┌─ Provided passage

Access to the State Law Library and federal Pell grants for educational courses also serve as the basis for Miles's punishment claims. But Miles pleads no other facts as it relates to these allegations, and without more, neither allegation suggests they are conditions of confinement that rise to the level of punishment.
To the extent these should be construed instead as access-to-courts claims, Miles does not object to the R&R's finding that these allegations fail to state a claim.
Finally, Miles describes poor television conditions at MSOP and an inability to purchase tablets. But lack of access to tablets and high-quality television do not involve constitutionally protected interests. See Senty-Haugen v. Goodno, 462 F.3d 876, 886 n.7 (8th Cir. 2006) (finding limited computer privileges to be a “de minimis restriction[] with which the Constitution is not concerned”); Semler v. Johnston, No. 20-1062, 2021 WL 942095, at *2 (D. Minn. Mar. 12, 2021) (noting “there is no constitutional right to watch television”). A failure to provide patients with high-quality technology is not punitive in nature.
None of these claims-standing alone nor as whole-rise to the level of punishment in light of the legitimate government interests they serve. Miles's Fourteenth Amendment claim must also be dismissed for failure to state a claim.
CONCLUSION
Gordon Miles claims that the Defendants are violating his First and Fourteenth Amendment rights as a civilly committed patient at MSOP. Because Miles voluntarily dismissed his First Amendment claim before this Court could rule on it, it will be dismissed without prejudice. Because the Fourteenth Amendment claim is barred by claim preclusion and fails to state a claim, the Court will dismiss the Fourteenth Amendment claim with prejudice.
The Court notes that it is dismissing these claims because the Eighth Circuit significantly narrowed the scope of a Fourteenth Amendment claim for confinement conditions at MSOP in the Karsjens litigation. However, the Court feels compelled to note that the policymakers who have allowed MSOP to persist in its current state should not take this Order as a sign to rest on their laurels. This Court has been inundated with claims over the last decade from MSOP patients who have meticulously documented what it feels like to live in the shadow of hopelessness. Having served their time behind bars, these individuals have now been involuntarily committed to a program that many of them have slowly begun to realize is temporary in name only. They now seek to bring out of the shadows and into the light serious allegations about the state of their treatment services at the Moose Lake facility. Their pleas should no longer be ignored-a policy solution is long past due.
ORDER
Based on the foregoing, and all the files, records, and proceedings herein, IT IS HEREBY ORDERED that:
1. Plaintiff's Objection to the Report and Recommendation [Docket No. 22] is OVERRULED.
2. Defendants' Objection to the Report and Recommendation [Docket No. 20] is MOOT.
3. The Magistrate Judge's Report and Recommendation [Docket No. 19] as to Plaintiff's Fourteenth Amendment claim is ADOPTED.
4. Defendants' Motion to Dismiss [Docket No. 4] is GRANTED as follows:
a. Plaintiff's Fourteenth Amendment claim is DISMISSED WITH PREJUDICE.
b. Plaintiff's First Amendment claim is DISMISSED WITHOUT PREJUDICE.
LET JUDGMENT BE ENTERED ACCORDINGLY.

└─

Work request: In the court order above, why is Miles's First Amendment claim dismissed without prejudice?

┌─ Source information

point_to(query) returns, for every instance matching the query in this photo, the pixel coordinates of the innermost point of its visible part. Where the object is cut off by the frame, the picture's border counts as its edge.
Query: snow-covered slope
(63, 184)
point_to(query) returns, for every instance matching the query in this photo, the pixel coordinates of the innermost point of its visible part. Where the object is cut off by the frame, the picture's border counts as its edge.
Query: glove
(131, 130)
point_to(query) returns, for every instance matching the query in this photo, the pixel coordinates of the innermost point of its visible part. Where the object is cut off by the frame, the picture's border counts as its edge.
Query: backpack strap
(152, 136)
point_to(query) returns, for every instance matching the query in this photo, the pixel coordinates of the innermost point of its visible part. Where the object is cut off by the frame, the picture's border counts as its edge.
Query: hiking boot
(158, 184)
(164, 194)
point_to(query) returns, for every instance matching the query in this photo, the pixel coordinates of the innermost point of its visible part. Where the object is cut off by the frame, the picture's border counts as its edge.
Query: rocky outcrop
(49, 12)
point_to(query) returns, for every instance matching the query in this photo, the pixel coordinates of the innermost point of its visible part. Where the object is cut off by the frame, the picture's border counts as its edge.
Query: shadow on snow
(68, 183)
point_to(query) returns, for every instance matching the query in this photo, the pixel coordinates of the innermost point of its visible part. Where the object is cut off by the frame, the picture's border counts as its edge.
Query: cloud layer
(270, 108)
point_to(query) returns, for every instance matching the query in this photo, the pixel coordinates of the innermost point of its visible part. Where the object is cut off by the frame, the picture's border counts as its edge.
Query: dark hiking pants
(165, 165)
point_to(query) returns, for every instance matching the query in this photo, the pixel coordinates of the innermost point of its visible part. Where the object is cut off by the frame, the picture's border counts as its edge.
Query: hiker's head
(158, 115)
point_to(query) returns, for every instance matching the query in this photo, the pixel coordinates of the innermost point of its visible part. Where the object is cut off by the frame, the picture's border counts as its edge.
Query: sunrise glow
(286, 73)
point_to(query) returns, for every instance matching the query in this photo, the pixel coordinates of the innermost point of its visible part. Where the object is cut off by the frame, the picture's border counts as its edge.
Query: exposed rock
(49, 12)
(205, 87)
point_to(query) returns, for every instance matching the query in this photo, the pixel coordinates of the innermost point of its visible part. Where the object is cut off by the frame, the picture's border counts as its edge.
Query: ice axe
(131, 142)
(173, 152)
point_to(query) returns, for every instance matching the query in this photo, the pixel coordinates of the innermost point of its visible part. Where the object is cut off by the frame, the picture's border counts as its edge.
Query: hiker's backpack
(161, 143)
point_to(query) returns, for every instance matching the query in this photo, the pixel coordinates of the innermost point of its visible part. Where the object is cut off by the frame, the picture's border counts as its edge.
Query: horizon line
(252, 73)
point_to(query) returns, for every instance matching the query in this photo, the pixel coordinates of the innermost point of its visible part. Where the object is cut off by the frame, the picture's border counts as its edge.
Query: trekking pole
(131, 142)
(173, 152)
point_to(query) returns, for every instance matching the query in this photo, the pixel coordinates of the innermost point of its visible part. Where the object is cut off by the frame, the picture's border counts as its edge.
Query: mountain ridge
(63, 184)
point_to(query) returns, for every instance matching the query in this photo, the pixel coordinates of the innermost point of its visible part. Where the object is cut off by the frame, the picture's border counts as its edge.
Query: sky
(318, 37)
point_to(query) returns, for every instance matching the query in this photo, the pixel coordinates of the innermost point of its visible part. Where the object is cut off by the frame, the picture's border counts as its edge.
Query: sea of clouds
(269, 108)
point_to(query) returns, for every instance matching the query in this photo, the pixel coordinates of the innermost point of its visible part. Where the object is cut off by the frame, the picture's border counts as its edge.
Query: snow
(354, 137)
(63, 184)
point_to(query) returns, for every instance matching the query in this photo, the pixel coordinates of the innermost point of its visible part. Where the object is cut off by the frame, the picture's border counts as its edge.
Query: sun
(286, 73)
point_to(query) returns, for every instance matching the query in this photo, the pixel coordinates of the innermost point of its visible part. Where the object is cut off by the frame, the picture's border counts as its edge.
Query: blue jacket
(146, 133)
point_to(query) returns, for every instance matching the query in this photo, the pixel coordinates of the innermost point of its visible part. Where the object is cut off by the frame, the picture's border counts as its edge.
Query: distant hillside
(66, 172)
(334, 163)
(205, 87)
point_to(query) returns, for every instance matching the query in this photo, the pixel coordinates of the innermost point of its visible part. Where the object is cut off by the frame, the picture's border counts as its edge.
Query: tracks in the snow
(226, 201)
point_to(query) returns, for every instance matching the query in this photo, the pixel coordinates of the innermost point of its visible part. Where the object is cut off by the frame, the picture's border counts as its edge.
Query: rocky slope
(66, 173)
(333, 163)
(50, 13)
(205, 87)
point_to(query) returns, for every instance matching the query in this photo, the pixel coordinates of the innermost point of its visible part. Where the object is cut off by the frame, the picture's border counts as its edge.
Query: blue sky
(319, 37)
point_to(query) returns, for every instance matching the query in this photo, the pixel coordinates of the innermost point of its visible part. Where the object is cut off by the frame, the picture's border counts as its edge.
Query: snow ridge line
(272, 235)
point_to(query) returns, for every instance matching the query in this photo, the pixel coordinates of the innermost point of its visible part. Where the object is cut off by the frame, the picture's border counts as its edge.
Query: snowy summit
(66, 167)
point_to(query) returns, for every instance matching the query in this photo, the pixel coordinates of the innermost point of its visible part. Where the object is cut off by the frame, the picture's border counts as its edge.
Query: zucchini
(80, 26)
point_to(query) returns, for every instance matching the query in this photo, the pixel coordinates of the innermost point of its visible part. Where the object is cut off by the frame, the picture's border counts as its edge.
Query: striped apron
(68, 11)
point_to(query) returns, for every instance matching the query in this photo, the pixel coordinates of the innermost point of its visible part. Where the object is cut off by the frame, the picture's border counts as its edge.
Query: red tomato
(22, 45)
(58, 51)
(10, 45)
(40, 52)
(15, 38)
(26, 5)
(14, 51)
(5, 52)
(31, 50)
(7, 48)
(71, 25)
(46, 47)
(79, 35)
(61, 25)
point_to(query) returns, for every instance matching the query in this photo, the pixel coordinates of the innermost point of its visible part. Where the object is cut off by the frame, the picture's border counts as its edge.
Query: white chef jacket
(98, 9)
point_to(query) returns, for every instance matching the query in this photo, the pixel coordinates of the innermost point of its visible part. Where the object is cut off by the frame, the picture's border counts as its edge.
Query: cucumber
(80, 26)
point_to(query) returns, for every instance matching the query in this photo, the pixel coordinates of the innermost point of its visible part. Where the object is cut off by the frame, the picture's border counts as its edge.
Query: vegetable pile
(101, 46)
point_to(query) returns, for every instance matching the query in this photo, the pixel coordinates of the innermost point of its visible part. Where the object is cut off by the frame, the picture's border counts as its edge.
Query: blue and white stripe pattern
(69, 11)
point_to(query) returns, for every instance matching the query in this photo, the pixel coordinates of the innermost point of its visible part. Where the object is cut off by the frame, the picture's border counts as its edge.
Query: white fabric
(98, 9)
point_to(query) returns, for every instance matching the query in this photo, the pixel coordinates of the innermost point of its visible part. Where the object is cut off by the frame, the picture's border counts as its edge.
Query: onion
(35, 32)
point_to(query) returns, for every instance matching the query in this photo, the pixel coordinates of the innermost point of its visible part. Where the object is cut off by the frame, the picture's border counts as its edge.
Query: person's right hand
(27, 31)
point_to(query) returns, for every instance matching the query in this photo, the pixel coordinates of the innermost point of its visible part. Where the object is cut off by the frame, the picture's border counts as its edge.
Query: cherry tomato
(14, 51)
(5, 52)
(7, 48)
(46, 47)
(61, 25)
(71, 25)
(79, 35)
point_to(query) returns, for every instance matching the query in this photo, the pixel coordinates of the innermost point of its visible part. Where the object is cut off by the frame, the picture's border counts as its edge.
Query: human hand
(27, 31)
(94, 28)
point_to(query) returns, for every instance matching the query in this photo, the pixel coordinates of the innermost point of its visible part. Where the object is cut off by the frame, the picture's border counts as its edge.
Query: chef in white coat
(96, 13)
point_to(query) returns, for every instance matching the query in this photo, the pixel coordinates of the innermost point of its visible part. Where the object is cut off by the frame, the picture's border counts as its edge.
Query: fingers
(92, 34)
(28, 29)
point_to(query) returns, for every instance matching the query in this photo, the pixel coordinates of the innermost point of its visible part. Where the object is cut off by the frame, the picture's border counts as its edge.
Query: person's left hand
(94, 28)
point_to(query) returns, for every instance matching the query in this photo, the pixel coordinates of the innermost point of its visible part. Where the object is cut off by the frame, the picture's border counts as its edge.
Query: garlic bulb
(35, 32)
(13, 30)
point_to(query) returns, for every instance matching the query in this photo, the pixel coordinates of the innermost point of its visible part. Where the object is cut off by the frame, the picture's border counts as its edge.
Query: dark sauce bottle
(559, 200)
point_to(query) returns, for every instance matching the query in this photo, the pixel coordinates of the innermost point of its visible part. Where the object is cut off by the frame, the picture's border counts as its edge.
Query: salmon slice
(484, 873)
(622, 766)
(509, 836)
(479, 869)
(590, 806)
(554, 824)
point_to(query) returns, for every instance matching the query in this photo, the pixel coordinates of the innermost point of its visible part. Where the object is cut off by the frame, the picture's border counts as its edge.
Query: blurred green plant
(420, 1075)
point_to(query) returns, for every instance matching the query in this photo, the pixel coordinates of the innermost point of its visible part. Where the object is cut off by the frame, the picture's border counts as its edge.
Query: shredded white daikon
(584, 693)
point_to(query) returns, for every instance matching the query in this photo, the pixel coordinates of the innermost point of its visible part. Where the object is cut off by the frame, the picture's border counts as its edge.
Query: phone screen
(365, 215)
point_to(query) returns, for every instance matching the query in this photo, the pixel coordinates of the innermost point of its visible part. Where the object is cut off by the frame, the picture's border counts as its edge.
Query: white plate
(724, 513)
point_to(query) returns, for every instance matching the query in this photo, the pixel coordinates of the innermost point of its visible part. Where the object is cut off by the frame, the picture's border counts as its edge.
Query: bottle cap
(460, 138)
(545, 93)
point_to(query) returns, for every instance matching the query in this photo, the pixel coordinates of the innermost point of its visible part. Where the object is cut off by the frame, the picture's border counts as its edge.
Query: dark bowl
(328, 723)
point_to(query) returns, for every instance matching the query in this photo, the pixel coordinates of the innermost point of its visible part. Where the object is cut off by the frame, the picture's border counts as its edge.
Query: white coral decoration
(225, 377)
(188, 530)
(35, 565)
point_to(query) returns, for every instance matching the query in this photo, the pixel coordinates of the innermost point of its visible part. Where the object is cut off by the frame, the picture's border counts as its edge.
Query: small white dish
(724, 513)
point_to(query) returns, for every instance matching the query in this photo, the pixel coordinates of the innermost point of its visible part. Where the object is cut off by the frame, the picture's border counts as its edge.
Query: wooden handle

└─

Written answer: Miles voluntarily dismissed it before the Court could rule on it.